*DOCUMENT SECTION:*
◆ ◆ ◆ ◆ ◆ ◆ ◆

Climate game

Brace yourself

Like many scientists, Myles Allen didn’t believe that climate change was man-made. But he became frustrated observing the debate. “It was obvious that neither party to the argument had a way of objectively defending their climate models. It broke down into a slanging match.”

So in 1999, at a conference, the Oxford University physics lecturer made a proposal. “I suggested that we run a simulation of climate many, many times, as they do with weather.”

The point was to create a range of different outcomes, out of which clear patterns would emerge. Uncertainty would be substantially reduced. But what he suggested was deemed impossible. “At the time, people were proud to have run a model four times, not four thousand times. The next speaker got a big laugh by making lots of jokes about my idea.”

Nobody’s laughing now. As principle investigator behind the climateprediction.net project, Allen deserves credit for launching the most detailed climate projection ever undertaken.

“People were used to the idea that you can only run climate models on a supercomputer,” he explains. “These are incredibly complicated processes. But the modern PC can do what a supercomputer could do only a few years ago.”

◆ ◆ ◆ ◆ ◆ ◆ ◆

(Records from a data collection)

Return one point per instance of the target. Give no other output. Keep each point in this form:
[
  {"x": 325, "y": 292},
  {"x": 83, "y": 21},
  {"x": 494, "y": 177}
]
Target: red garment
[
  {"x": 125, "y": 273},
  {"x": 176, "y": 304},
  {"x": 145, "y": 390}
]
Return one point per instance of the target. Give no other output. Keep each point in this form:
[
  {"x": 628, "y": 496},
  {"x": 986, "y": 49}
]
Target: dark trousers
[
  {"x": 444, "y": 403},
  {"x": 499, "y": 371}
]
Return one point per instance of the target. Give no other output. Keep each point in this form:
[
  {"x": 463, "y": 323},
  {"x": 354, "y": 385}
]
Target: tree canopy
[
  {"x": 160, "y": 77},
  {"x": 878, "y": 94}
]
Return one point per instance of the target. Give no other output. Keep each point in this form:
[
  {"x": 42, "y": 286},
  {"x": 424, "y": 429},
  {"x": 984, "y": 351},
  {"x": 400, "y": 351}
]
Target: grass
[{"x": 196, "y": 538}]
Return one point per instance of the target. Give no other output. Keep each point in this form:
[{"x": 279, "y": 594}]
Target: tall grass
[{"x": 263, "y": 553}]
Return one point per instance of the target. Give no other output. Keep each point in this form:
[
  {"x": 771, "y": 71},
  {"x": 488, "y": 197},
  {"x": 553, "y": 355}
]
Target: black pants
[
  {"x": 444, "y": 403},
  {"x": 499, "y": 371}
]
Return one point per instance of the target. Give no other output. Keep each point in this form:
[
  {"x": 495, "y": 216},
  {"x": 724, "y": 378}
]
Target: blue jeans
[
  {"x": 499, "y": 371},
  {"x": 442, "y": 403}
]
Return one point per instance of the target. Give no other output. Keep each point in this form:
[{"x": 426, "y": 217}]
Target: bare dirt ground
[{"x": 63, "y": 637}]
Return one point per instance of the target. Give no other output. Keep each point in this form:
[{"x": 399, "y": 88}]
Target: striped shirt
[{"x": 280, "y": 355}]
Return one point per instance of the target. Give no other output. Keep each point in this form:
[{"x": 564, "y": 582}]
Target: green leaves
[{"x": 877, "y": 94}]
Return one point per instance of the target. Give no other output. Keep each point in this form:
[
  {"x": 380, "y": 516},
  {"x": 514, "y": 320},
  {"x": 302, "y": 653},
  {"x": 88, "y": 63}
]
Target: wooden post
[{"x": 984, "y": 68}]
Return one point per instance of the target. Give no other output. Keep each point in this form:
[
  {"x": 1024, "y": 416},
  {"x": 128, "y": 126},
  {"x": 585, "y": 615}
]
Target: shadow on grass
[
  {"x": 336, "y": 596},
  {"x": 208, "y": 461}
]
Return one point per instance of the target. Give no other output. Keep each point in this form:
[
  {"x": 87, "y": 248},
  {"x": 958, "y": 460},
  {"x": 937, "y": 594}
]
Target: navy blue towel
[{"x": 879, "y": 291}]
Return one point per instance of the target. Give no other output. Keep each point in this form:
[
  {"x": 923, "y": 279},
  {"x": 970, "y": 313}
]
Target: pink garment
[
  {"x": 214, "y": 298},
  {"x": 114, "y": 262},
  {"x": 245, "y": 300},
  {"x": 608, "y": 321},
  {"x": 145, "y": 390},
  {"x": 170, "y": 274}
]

◆ ◆ ◆ ◆ ◆ ◆ ◆

*SET TASKS:*
**1.** Do these statements agree with the article on climate simulation? Answer yes or no for each, quoting the words of the article that decide it. (a) Allen made his proposal at a conference in 1999. (b) Allen originally believed that climate change was man-made. (c) The speaker before Allen made jokes about his idea.
**2.** Can you print the part of the article on climate simulation between "So in 1999, at" and "projection ever undertaken.", inclusive?
**3.** In the article on climate simulation, what subject does Allen lecture in, and at which university?

*RESPONSES:*
**1.**
(a) Yes: "So in 1999, at a conference, the Oxford University physics lecturer made a proposal."
(b) No: "Like many scientists, Myles Allen didn’t believe that climate change was man-made."
(c) No: "The next speaker got a big laugh by making lots of jokes about my idea."

**2.**
So in 1999, at a conference, the Oxford University physics lecturer made a proposal. “I suggested that we run a simulation of climate many, many times, as they do with weather.”

The point was to create a range of different outcomes, out of which clear patterns would emerge. Uncertainty would be substantially reduced. But what he suggested was deemed impossible. “At the time, people were proud to have run a model four times, not four thousand times. The next speaker got a big laugh by making lots of jokes about my idea.”

Nobody’s laughing now. As principle investigator behind the climateprediction.net project, Allen deserves credit for launching the most detailed climate projection ever undertaken.

**3.** He is a physics lecturer at Oxford University.